→ **To be done**
**A)** Rewrite the passage of the CA Technologies article starting with "Doing work for" and going on through "make things happen.", using "companies" wherever "organizations" appears.
**B)** Extend the CA Technologies article, picking up right after its final sentence.

→ **Extract provided**
==============================

CA Technologies: Moving the needle for Agile teams

Doing work for the sake of doing work is boring. Super boring. But give individuals who work at organizations a very clear picture of the purpose of the work that they’re doing, and they tend to stay longer and actually go the extra mile in order to make things happen.

They have an understanding how the work that they’re doing on a day-to-day basis is connected to the grand scheme, and how they can impact the success of that bigger picture. Shannon Mason, VP of product management for CA Agile Central, said, “Everybody’s usually focused on straight business metrics, right? Did we move the bottom line? Are we making more money? There’s also an internal focused metric that we’re looking at. We want people to blow out their concept of what it means to be successful.”

CA Agile Central’s philosophy is that there are better ways of working to leverage all the Agile principles, whether a developer is practicing Scrum, Continuous Flow, or Kanban. The product is purpose-built to actively support this ideal. Agile Central, formerly Rally Software, started in 2001. Mason joined the company 10 years ago. She shares, “We fundamentally developed a product with the ideals and the output of the manifesto in mind. Everything that we do and have done in this system is with that backbone still in place.”

==============================

→ **Information shown**
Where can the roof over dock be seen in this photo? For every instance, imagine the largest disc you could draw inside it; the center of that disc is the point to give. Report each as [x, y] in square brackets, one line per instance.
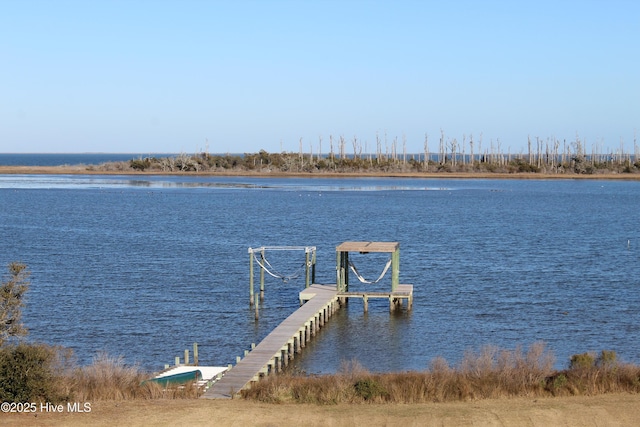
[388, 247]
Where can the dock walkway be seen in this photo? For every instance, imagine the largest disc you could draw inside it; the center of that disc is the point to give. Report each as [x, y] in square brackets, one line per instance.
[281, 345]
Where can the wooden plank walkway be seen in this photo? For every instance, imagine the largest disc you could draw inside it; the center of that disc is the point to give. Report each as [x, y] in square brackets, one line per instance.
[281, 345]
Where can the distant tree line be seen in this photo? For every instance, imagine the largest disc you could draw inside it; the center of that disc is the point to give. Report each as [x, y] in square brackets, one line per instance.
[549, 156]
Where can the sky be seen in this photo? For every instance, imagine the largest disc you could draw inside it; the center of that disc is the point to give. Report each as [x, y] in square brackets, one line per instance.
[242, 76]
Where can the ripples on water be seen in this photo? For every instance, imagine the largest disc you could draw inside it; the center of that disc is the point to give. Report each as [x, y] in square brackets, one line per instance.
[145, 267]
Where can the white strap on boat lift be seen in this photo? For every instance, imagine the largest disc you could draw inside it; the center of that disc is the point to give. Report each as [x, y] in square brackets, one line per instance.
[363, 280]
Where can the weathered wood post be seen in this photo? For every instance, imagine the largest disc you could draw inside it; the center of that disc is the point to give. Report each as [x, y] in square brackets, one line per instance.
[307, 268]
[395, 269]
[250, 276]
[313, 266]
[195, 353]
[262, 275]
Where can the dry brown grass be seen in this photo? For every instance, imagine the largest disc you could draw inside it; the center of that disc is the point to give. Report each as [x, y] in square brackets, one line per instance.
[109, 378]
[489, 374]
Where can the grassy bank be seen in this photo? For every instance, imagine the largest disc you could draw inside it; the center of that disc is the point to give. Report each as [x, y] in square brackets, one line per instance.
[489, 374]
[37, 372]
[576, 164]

==============================

→ **Results in order**
**A)**
Doing work for the sake of doing work is boring. Super boring. But give individuals who work at companies a very clear picture of the purpose of the work that they’re doing, and they tend to stay longer and actually go the extra mile in order to make things happen.

**B)**
Focus on metrics, automated information sharing

According to Mason, one of Agile Central’s major benefits is that it decreases the amount of information sharing that has to go between people who “want know and track things,” and the folks that “make the magic happen.” She says, “A developer can go inside of Agile Central and essentially leverage all the things around an integrative development lifecycle. They can move work through their system, through their flow, even if that work is connected to bigger pieces or bigger organizational strategic objectives. They don’t ever have to send out an email that says, ‘Hey, the status on this work is complete,’ or, ‘This work is still in progress.’ We automatically track those minute details that oftentimes get sent over email or stored in a spreadsheet, or that a stakeholder might get just in a hallway conversation update.”

The product also focuses on the analytics and the measurement component of a project. Teams that are practicing any sort of iterative development process are looking to optimize how they work and how they operate. Mason says, “We have tons of data inside the system from a cumulative flow perspective. It shows developers the way that they’re moving work through their system — whether there’s a bottleneck, or there’s too much work in progress. It also shows the impact that it’s going to have on velocity.” This is performed not just at the team level, but also at the teams of teams of teams levels that are looking to coordinate with each other.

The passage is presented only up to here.